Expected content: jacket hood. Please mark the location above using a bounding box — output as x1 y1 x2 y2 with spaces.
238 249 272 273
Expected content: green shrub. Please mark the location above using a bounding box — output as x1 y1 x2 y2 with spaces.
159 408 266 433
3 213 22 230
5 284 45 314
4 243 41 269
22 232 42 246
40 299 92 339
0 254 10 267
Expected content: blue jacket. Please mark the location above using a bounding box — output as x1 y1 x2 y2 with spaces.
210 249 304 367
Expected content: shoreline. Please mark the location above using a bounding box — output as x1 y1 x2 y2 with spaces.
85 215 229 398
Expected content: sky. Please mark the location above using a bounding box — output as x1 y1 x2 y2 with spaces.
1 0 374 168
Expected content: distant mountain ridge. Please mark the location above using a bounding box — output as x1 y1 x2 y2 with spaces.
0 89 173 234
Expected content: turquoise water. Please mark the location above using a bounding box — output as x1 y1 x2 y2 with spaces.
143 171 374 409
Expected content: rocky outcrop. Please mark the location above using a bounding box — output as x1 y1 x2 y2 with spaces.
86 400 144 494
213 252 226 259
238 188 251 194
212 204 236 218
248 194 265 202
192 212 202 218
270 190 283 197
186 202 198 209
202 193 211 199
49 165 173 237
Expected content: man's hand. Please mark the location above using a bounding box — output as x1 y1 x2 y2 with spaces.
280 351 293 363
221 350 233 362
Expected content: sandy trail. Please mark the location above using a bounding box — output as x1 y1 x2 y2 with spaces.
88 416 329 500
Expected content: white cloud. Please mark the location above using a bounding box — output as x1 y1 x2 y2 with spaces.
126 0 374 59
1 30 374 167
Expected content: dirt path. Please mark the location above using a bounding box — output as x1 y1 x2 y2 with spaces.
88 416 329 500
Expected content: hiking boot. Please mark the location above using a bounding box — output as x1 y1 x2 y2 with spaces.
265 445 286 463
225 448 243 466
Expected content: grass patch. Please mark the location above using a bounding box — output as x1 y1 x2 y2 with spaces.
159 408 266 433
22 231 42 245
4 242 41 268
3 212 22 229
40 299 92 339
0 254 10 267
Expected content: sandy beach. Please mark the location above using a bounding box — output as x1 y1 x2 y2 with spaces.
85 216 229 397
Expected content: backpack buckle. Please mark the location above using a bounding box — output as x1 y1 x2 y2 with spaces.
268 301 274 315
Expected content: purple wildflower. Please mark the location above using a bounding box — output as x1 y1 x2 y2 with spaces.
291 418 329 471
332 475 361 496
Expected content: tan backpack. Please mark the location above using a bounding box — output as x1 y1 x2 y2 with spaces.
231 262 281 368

────

EXERCISE DETAILS:
Repeat the material word for word, leaving out no line.

TASK OUTPUT:
Expected content: jacket hood. Please mark the location above using a bounding box — output as x1 y1 x2 y2 with spaces.
238 249 272 273
Expected content: green shrub. Please mark the location above using a bounding box — output as x1 y1 x2 y2 with spaces.
159 408 266 433
3 213 22 230
5 284 45 314
4 243 41 269
22 232 42 246
40 299 92 339
0 254 10 267
Expected content: blue jacket. Please mark the location above using a bounding box — output as x1 y1 x2 y2 with spaces.
210 249 304 367
Expected content: shoreline. Please mark the location above using a bounding box — output as x1 y1 x2 y2 with spaces.
85 215 229 398
Expected content: sky. Please mark the location above using a bounding box — output as x1 y1 x2 y2 with spaces.
1 0 374 168
Expected content: distant mountain ridge. Please mark the location above using a bounding box — output as x1 y1 x2 y2 with spaces.
0 89 173 234
Expected content: turquoise water. Please mark the location above using a bounding box — output as x1 y1 x2 y2 with spaces.
143 171 374 409
Expected content: rocky outcrop. Please mark the location above using a bounding box — output as x1 y1 x2 y2 with spaces.
86 400 144 494
213 252 226 259
238 188 251 194
212 204 236 218
248 194 265 202
192 212 202 218
270 190 283 197
186 202 198 209
202 193 211 199
49 165 173 237
Expected content: man's hand. Please mark the location above using a bounding box — output as x1 y1 x2 y2 with spaces.
280 351 293 363
221 350 233 362
Expected content: sandy trail. Please mark the location above using a bounding box — output as x1 y1 x2 y2 with spaces.
88 416 329 500
Expected content: white cloud. Please mark the location above using a bounding box — output as x1 y1 x2 y2 with spaces.
126 0 374 59
1 30 374 167
Expected content: dirt path. Please mark the location above using a bounding box — output as x1 y1 x2 y2 with spaces.
88 416 329 500
Expected content: hiking boot. Please mark the location above using a bounding box — output as x1 y1 x2 y2 with spaces.
265 445 286 463
225 448 243 466
Expected content: grass patch. Please mark the location above using a bounding box — output as x1 y1 x2 y2 with spaces.
159 408 266 433
22 231 42 245
4 242 41 268
3 212 22 229
40 299 92 339
0 254 10 267
Expected content: sandy beach. Please mark the location above using a bounding box — output as x1 y1 x2 y2 with spaces.
85 216 229 397
Expected content: backpack buckle. Please mark the location above using a bounding box — output as x1 y1 x2 y2 with spaces.
268 301 274 315
Expected content: purple wildflower. Please mark the location above using a bounding box — output as x1 y1 x2 y2 with spaces.
291 418 329 471
332 475 361 496
Expected content: tan backpack. Please mark the location above using a bounding box — output as x1 y1 x2 y2 with spaces.
231 262 281 368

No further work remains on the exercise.